=== Trecho do texto ===
────────

Mas seu argumento mais importante, a meu ver, é o de que a concepção dominante de inteligência artificial está baseada num equívoco intelectual. O famoso teste de Turing propõe que a máquina atingirá o status intelectual de um ser humano quando um juiz humano não souber distinguir entre as respostas de um e outro. O resultado indicaria que a máquina ficou mais inteligente e mais humana. Mas poucos consideram a possibilidade contrária: de que os seres humanos envolvidos ficaram menos inteligentes e menos humanos.
No mundo digital, quando se fala na inteligência de um sistema ou aplicativo, é possível que estejamos falando do emburrecimento do usuário. É interessante pensarmos nisso ao usarmos nossos apps e gadgets. Exemplo: tendo a achar quase todos os algoritmos de recomendações de consumo burros e inadequados. Quase nada que Amazon, Netflix, Google, Kobo et cetera me sugerem fecha com meu gosto ou me instiga, por mais que eles garimpem meus hábitos de navegação e consumo. Se me rendo à conveniência dessas funções e acredito que as escolhas matemáticas do software devem ser necessariamente melhores que minhas próprias, por mais intuitivas, caprichosas e inseguras que sejam, estou sujeitando meu juízo humano ao computador. O contexto aqui é frívolo, mas o mesmo vale para o software que rege planos de saúde, perfis de crédito et cetera. Aí a coisa fica bem mais séria.

────────

[Linhas de um conjunto de dados de segmentação]
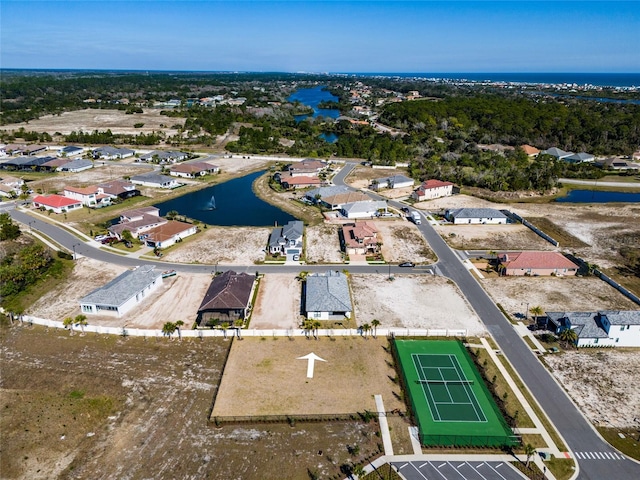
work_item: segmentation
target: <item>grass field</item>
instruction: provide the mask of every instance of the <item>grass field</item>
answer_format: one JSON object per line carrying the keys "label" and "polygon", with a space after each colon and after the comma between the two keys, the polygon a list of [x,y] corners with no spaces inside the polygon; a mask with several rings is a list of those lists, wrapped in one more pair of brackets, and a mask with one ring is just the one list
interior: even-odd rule
{"label": "grass field", "polygon": [[397,340],[395,348],[424,445],[515,443],[460,342]]}

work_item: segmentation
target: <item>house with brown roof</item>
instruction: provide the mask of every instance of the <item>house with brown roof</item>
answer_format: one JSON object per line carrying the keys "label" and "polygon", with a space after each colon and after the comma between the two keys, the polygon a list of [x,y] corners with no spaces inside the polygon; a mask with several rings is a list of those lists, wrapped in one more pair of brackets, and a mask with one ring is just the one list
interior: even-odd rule
{"label": "house with brown roof", "polygon": [[506,276],[575,275],[578,265],[558,252],[503,252],[498,271]]}
{"label": "house with brown roof", "polygon": [[411,194],[416,202],[432,200],[434,198],[449,197],[453,194],[453,183],[441,180],[425,180]]}
{"label": "house with brown roof", "polygon": [[168,248],[197,232],[198,228],[195,225],[169,220],[142,233],[139,235],[139,239],[144,241],[147,247]]}
{"label": "house with brown roof", "polygon": [[213,327],[246,319],[251,310],[255,279],[253,275],[232,270],[213,277],[198,308],[198,326]]}
{"label": "house with brown roof", "polygon": [[220,167],[206,162],[180,163],[169,168],[169,175],[173,177],[196,178],[212,173],[218,173]]}
{"label": "house with brown roof", "polygon": [[347,223],[342,227],[342,248],[347,255],[378,253],[382,246],[378,230],[371,222]]}

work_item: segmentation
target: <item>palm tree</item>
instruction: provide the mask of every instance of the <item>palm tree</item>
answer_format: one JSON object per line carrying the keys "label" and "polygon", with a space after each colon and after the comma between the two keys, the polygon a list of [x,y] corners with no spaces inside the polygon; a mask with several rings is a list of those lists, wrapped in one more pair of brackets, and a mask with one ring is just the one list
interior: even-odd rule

────────

=== Instruções ===
Imprima na íntegra o texto sobre inteligência artificial, reproduzindo-o sem nenhuma alteração. Os registros provêm de uma fonte diferente da do texto.

=== Resposta ===
Mas seu argumento mais importante, a meu ver, é o de que a concepção dominante de inteligência artificial está baseada num equívoco intelectual. O famoso teste de Turing propõe que a máquina atingirá o status intelectual de um ser humano quando um juiz humano não souber distinguir entre as respostas de um e outro. O resultado indicaria que a máquina ficou mais inteligente e mais humana. Mas poucos consideram a possibilidade contrária: de que os seres humanos envolvidos ficaram menos inteligentes e menos humanos.
No mundo digital, quando se fala na inteligência de um sistema ou aplicativo, é possível que estejamos falando do emburrecimento do usuário. É interessante pensarmos nisso ao usarmos nossos apps e gadgets. Exemplo: tendo a achar quase todos os algoritmos de recomendações de consumo burros e inadequados. Quase nada que Amazon, Netflix, Google, Kobo et cetera me sugerem fecha com meu gosto ou me instiga, por mais que eles garimpem meus hábitos de navegação e consumo. Se me rendo à conveniência dessas funções e acredito que as escolhas matemáticas do software devem ser necessariamente melhores que minhas próprias, por mais intuitivas, caprichosas e inseguras que sejam, estou sujeitando meu juízo humano ao computador. O contexto aqui é frívolo, mas o mesmo vale para o software que rege planos de saúde, perfis de crédito et cetera. Aí a coisa fica bem mais séria.